━━━━━ Data to use ━━━━━

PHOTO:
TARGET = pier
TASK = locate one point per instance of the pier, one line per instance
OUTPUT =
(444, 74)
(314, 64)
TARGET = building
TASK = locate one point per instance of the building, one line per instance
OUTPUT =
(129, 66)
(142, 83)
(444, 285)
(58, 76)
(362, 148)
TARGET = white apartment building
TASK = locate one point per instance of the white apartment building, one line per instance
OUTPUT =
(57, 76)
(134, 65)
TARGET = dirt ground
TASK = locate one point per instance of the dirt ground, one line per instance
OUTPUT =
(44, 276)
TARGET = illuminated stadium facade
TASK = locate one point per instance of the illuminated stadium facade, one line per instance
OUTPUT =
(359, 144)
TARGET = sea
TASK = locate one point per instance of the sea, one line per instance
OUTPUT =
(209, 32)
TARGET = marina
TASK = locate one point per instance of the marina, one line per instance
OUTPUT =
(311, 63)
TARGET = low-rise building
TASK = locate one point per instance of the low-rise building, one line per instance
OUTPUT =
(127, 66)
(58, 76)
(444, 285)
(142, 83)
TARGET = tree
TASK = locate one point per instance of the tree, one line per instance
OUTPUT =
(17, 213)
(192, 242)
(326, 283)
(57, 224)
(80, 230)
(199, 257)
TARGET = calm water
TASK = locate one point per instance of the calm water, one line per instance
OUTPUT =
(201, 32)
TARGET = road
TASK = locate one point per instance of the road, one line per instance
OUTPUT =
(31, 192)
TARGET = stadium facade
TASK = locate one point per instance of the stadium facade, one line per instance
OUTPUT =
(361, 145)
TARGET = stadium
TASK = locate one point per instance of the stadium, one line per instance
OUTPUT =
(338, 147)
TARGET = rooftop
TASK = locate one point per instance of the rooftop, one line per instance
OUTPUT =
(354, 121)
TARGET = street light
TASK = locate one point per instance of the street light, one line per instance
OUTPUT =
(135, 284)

━━━━━
━━━━━ Data to use ━━━━━

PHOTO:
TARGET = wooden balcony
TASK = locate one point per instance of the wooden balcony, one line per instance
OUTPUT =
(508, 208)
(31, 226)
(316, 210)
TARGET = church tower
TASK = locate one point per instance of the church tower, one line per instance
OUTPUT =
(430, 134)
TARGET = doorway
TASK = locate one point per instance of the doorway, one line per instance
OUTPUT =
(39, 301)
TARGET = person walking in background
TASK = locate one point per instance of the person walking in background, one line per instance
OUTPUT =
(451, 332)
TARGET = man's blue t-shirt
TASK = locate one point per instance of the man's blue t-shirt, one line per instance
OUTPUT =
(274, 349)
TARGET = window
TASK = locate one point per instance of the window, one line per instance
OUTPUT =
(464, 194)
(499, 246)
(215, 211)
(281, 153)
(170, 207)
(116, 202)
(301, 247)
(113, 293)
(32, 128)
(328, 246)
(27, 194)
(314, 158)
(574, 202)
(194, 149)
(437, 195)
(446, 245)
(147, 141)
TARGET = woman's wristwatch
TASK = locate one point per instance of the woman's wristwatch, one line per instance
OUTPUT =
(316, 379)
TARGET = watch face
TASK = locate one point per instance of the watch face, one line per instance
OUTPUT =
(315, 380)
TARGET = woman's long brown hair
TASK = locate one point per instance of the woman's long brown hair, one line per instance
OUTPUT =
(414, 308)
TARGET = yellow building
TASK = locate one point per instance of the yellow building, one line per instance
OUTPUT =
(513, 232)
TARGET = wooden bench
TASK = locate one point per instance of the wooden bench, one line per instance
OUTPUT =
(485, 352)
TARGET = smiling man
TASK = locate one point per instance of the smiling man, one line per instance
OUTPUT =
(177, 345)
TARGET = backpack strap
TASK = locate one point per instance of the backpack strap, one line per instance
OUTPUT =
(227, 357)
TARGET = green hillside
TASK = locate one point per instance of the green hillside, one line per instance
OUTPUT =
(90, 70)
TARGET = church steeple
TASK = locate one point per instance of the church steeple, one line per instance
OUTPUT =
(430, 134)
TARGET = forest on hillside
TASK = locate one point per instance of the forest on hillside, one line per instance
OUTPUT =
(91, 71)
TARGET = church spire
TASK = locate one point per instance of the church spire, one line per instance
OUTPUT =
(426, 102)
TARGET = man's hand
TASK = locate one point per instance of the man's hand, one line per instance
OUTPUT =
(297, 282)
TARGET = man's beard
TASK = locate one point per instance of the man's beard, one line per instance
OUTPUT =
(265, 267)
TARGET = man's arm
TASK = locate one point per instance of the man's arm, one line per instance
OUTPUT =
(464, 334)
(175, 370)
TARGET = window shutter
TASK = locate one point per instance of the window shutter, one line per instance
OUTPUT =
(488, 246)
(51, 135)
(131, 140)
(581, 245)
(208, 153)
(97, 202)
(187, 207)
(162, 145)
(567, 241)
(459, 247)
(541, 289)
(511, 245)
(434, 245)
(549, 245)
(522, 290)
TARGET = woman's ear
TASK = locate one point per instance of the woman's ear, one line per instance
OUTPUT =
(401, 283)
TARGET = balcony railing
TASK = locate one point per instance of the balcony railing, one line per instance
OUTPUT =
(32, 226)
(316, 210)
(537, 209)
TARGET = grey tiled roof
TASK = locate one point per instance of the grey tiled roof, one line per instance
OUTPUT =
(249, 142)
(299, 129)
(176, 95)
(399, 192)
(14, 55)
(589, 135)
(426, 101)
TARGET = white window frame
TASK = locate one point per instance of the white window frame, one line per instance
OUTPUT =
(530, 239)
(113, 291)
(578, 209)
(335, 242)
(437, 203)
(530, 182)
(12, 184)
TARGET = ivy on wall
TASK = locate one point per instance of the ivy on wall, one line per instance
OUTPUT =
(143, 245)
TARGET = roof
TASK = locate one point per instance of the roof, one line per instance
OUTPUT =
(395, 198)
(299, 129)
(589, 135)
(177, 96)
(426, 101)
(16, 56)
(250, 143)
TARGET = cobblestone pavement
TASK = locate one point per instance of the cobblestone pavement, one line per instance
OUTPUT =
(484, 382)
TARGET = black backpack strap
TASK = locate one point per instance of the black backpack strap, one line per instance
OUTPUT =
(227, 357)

━━━━━
━━━━━ Data to use ━━━━━

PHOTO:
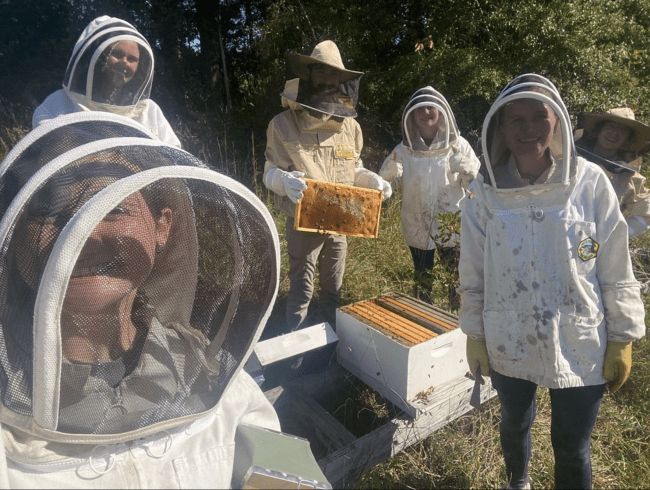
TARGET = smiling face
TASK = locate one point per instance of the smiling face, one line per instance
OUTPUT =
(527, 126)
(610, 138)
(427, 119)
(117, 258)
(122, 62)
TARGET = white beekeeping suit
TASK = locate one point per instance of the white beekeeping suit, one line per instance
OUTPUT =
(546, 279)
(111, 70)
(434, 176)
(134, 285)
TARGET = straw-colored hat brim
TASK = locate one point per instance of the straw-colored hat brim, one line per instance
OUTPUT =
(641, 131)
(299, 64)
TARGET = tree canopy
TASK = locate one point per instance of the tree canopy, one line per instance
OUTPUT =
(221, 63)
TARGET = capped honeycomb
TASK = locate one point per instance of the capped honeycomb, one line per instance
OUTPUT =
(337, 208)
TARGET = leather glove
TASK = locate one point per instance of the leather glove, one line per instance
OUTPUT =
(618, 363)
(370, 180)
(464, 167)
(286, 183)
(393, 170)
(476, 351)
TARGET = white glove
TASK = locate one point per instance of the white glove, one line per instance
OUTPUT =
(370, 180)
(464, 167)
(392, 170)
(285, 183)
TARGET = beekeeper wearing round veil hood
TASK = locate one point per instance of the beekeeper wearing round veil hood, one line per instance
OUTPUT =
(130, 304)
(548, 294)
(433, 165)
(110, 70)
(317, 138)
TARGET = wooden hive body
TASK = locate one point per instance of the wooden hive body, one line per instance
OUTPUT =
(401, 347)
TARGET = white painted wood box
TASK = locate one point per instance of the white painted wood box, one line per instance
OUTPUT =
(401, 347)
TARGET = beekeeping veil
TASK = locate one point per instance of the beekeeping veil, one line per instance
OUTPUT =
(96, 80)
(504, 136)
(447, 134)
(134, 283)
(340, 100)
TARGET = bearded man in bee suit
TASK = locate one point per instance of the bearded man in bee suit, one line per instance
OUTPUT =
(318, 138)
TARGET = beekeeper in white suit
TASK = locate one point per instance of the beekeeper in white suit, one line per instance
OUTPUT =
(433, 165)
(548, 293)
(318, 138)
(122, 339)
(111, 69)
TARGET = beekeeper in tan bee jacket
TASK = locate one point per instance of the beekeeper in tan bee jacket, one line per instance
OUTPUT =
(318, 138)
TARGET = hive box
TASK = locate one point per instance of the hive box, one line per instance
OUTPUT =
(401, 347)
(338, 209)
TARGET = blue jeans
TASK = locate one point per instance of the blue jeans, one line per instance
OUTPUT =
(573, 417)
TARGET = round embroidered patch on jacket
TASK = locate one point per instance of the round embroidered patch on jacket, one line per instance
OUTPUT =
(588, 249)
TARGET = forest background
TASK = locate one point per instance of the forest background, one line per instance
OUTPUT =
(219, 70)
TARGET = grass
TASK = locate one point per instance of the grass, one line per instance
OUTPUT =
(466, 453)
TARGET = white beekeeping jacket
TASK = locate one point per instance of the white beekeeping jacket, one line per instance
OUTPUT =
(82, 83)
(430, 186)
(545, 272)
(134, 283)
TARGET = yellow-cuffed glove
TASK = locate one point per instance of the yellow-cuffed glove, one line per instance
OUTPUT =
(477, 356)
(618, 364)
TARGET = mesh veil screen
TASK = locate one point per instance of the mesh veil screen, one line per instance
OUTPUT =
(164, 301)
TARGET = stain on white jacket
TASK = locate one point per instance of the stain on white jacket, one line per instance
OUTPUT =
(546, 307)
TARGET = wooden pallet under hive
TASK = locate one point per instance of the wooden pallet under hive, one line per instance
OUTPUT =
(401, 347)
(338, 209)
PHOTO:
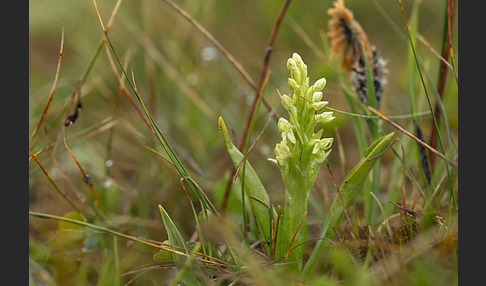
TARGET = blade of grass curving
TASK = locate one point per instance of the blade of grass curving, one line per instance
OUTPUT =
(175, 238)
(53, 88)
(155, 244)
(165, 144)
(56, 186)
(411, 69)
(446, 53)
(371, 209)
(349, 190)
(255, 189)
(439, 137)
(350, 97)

━━━━━

Find every line of the data above that contains the string "facade", and copy each one out.

TARGET = illuminated stadium facade
TASK = locate one point per instance of the illuminated stadium facade, one line per instance
TARGET = stadium facade
TASK = locate one point per instance of the stadium facade, one line per instance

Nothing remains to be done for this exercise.